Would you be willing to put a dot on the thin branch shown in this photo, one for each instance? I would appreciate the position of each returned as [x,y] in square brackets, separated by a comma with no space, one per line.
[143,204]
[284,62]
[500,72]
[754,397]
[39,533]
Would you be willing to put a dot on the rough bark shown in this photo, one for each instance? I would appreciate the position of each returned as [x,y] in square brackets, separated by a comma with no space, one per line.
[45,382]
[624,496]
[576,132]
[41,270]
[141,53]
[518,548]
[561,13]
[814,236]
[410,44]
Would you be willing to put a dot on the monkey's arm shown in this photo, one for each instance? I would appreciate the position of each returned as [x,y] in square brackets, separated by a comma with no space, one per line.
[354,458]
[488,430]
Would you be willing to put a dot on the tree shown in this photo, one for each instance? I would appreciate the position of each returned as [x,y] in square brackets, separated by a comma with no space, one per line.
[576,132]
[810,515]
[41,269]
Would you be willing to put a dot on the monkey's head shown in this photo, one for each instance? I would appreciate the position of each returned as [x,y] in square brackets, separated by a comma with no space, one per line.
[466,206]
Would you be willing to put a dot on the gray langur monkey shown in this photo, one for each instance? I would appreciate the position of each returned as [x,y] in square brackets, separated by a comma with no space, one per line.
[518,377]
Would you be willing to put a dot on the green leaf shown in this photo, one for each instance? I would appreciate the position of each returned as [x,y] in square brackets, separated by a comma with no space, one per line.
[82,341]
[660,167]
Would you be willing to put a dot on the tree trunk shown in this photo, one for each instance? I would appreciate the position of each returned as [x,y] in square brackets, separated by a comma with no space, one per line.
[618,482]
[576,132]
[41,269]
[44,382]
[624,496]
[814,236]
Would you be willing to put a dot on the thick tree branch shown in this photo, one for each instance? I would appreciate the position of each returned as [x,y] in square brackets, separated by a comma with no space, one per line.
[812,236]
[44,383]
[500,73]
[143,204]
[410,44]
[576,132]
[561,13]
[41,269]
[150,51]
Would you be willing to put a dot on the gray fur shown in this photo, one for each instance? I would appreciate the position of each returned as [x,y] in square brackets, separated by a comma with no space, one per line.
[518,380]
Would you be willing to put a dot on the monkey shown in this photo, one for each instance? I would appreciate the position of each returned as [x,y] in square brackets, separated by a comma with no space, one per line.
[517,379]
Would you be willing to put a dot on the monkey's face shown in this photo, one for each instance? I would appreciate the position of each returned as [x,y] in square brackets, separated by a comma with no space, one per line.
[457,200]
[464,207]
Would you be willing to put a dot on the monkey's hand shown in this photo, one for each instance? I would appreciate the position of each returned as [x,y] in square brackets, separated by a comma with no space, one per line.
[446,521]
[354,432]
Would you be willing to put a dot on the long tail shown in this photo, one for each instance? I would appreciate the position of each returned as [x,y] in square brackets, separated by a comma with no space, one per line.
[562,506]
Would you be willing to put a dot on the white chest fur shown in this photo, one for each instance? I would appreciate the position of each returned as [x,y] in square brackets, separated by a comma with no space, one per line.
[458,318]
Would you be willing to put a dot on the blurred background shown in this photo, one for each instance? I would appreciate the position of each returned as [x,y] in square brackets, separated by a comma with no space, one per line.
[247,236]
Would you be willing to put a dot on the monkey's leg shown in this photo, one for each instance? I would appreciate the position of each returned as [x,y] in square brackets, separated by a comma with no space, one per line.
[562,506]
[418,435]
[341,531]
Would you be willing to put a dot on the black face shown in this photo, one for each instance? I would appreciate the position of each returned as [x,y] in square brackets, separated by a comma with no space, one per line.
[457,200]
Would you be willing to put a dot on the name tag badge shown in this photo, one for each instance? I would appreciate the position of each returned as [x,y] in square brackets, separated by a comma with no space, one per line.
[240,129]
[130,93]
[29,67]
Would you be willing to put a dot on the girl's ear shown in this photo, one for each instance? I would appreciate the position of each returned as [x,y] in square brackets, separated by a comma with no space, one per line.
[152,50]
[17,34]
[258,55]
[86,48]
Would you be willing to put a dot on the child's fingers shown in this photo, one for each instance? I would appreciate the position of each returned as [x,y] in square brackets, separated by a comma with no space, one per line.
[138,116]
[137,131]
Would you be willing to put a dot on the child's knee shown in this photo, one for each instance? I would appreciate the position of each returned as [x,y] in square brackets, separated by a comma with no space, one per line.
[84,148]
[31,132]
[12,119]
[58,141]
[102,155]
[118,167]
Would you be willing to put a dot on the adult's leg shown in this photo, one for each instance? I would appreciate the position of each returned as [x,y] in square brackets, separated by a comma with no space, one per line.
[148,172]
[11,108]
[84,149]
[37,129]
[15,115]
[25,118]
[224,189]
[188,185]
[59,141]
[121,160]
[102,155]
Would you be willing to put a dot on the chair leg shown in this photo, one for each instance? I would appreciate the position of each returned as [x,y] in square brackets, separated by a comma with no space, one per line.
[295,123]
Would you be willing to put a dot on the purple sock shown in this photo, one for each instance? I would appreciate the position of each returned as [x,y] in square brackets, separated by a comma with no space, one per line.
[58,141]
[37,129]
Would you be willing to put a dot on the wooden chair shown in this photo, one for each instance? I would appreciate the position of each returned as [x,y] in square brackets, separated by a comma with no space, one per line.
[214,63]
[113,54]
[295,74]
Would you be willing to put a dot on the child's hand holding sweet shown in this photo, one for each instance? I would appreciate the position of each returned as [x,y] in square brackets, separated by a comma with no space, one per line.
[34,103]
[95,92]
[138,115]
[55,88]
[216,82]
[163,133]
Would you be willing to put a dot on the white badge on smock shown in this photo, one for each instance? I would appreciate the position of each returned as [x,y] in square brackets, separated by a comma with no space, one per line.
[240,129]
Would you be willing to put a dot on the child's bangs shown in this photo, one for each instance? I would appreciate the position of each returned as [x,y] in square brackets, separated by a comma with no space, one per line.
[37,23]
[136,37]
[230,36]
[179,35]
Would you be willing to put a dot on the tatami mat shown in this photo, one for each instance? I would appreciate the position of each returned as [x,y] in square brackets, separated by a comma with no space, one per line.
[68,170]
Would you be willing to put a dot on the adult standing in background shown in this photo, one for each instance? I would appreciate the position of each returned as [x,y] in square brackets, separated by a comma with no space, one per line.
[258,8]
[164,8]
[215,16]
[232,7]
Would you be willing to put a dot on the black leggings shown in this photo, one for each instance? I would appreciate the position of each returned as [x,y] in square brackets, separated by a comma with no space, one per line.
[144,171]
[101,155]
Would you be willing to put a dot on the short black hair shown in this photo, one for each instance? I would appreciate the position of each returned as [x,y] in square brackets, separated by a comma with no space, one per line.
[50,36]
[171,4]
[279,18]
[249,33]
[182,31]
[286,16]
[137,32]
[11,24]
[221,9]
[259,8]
:::
REQUIRED WORK: All of the material is to be retyped verbatim.

YOUR SOLUTION:
Would you be willing to put a dot on the thin branch shown in this photo, one for each instance? I would appreciate the position of each returned as [x,y] in square brackets, separated by a comma with no space, one per line.
[143,204]
[284,62]
[500,72]
[754,397]
[39,533]
Would you be willing to put a dot on the rough bark shown in this photo, one for each instance? I would appreciate the position of each returned as [x,y] in square brackets, separated by a comma with no space, one per line.
[45,382]
[624,496]
[576,132]
[41,270]
[141,53]
[518,548]
[561,13]
[814,236]
[410,44]
Would you be willing to put a dot on the monkey's arm shown in this photo, one for each instance? I would appreciate the position of each returned as [x,y] in square brackets, separated by a comma with no space, one per line.
[354,458]
[488,430]
Would you be willing to put a dot on the tree shown in this photo, one for each instance? I would appreciate the position of each returned as [x,y] in square brackets, separated by a comma with no space, one per line.
[576,132]
[810,515]
[41,269]
Would you be willing to put a dot on the monkey's head shown in this photo, one for each instance? I would appreciate the position of each returned as [x,y] in square brackets, separated by a comma with no space, one per line.
[466,206]
Would you be willing to put a dot on the gray langur monkey shown in this photo, one for each instance? I would appreciate the position of each returned as [x,y] in square brackets, separated by a comma with no space, one per line.
[518,377]
Would you be willing to put a dot on the green leaf shown in this photo, one for each instance? I would appreciate the position of each returned as [x,y] in square brackets, separated by a comma with no space, one per line.
[82,341]
[660,167]
Would you be willing to put a dot on the tree trunk shown in this photo, one for each instance? I would appreciate the position of each returned as [x,y] in square brackets, separated by a comma with no space, one per line.
[618,482]
[576,132]
[41,269]
[44,382]
[624,496]
[814,236]
Would you be willing to put a dot on the thick tree branch shown in this photo, one for each instance? I would appreciate the position of each returned as [x,y] in square brackets, separated by a comma with no space, one per line.
[812,236]
[44,383]
[500,73]
[143,204]
[410,44]
[576,132]
[561,13]
[41,269]
[150,51]
Would you be willing to put a dot on the gray fur shown in this photo, one for each instance? I would appreciate the position of each returned as [x,y] in square brackets, separated by a comma with no space, one per line.
[518,380]
Would you be willing to put a dot on the monkey shown in this photo, one for each instance? I would appreciate the position of each returned as [x,y] in square brackets, separated by a comma with no space, one per line.
[517,379]
Would you be willing to put a dot on the monkey's face shown in this photo, one for each instance? I would appreciate the position of each returned as [x,y] in square brackets, separated by a comma with no space, one per line.
[457,200]
[464,207]
Would you be willing to put a dot on the monkey's hand shown in this photo, one for each instance? I would appreciate the position of each returned as [x,y] in square brackets, separated by a comma with no space, one per line.
[446,521]
[354,432]
Would you be willing to put a dot on the long tail shown in this photo, one for each instance? I would appreciate the position of each returned as [x,y] in square brackets, separated by a comma with no space, one per line.
[562,506]
Would you be willing to put a dot on the white chest fur shown in this photo, one for each instance? I would appreciate the position of each returned as [x,y] in square brackets, separated by a comma with no space, one per line.
[458,318]
Would you be willing to put a dot on the blurred background shown in this photo, one for each instance? I would appreciate the position of each returned as [x,y] in square brackets, separated by a comma with no space, one per line.
[247,236]
Would you be willing to put a dot on the monkey's leg shown in this photo, one for each instance? I would appreciate the position of each returned as [x,y] in square brackets, separated by a comma with no space, one per line.
[562,506]
[418,435]
[341,531]
Would you be willing to put a dot on the black face shown in this photo, one for each instance? I would appreciate the position of each returned as [x,y] in square brackets, separated by a comma with no space, one per line.
[457,200]
Would you be willing to put a dot on the name tag badge shown in this photo, one for each instance? I would appreciate the position of each returned as [x,y] in square brackets, separated by a comma with no space, one per line.
[240,129]
[130,93]
[29,67]
Would you be willing to put a dot on the girl's ear shown in this photo, one for each instance? I would appreciate the position of each returned as [x,y] in square brackets, separated by a comma with no space, one per line.
[152,50]
[17,34]
[258,55]
[86,48]
Would you be willing to put a dot on the child's fingers shown in this photo, one for each instance? I would appreciate the position of each returned as [x,y] in square brackets, separated by a comma with no space, one per line.
[138,116]
[137,131]
Would you be willing to put a dot on the child's knee shown in this photo, one for each instance? I would appreciate the position of each returned as [x,y] in square brackets, separated by a comma with no space, one per line.
[84,148]
[31,132]
[12,119]
[58,141]
[102,155]
[118,167]
Would you be willing to put a dot on the adult's leg shown in this photo, one for each instance? I would appreciate the position of each returned as [x,y] in square brackets, separated by a comma with no space, one per line.
[148,172]
[11,108]
[84,149]
[37,129]
[15,115]
[25,118]
[224,189]
[188,185]
[59,141]
[121,160]
[102,155]
Would you be willing to put a dot on the chair leg shown in this photo, one for each instance? I would appreciate the position of each returned as [x,y] in square brackets, separated by a comma with no space, one per line.
[295,123]
Would you be willing to put a dot on the purple sock shown in this photo, one for each instance? I would appreciate the position of each returned as [x,y] in square brackets, separated by a comma with no space, one per line.
[58,141]
[37,129]
Would you be willing to put a dot on the wooden chair shown in this photo, one for each instance? I would appreciate the position of each returned as [x,y] in square brackets, separated by a comma with no space, one per line.
[214,63]
[113,54]
[295,74]
Would you be willing to put a dot on the child's hand holding sweet shown in this photo, one for each instance? I would appreciate the position of each returned as [x,y] in square brackets, separated by a comma with no space, one per line.
[34,103]
[95,92]
[138,115]
[55,88]
[216,82]
[163,133]
Would you be willing to put a dot on the white badge on smock shown in this photo, one for each instance? I would appreciate the position of each returned as [x,y] in square brackets, separated by a comma with no space, one per line.
[240,129]
Would you be willing to put a dot on the child's bangs shown in this photo, one for each instance? I would appreciate the position of each returned as [x,y] in square brackets, separated by a comma with no space, one per line.
[37,23]
[136,37]
[230,36]
[179,35]
Would you be willing to put a dot on the tatami mat shown in this photo, one for each instance? I would appreciate the position of each returned as [x,y] in square brackets, separated by a comma with no space, one per line.
[68,170]
Would you be willing to put a dot on the adult standing in background shown in this photo, one for each instance? I would appreciate the position of each returned as [x,y] in square brackets, separated by a comma with no space, one per line.
[258,8]
[164,8]
[215,16]
[232,7]
Would you be willing to put a dot on the black leggings shown in this photo, one for each instance? I would appreciate the position of each returned as [x,y] in square brackets, separated by a comma with no space, one per line.
[144,171]
[101,155]
Would you be willing to put a dot on the short black hair shown in this photo, one for each instance? I would appreciate the position of each returned as [x,y] in square brackets, separated by a comma with no space, one per line.
[50,36]
[171,4]
[279,18]
[249,33]
[182,31]
[286,16]
[137,32]
[11,24]
[221,9]
[259,8]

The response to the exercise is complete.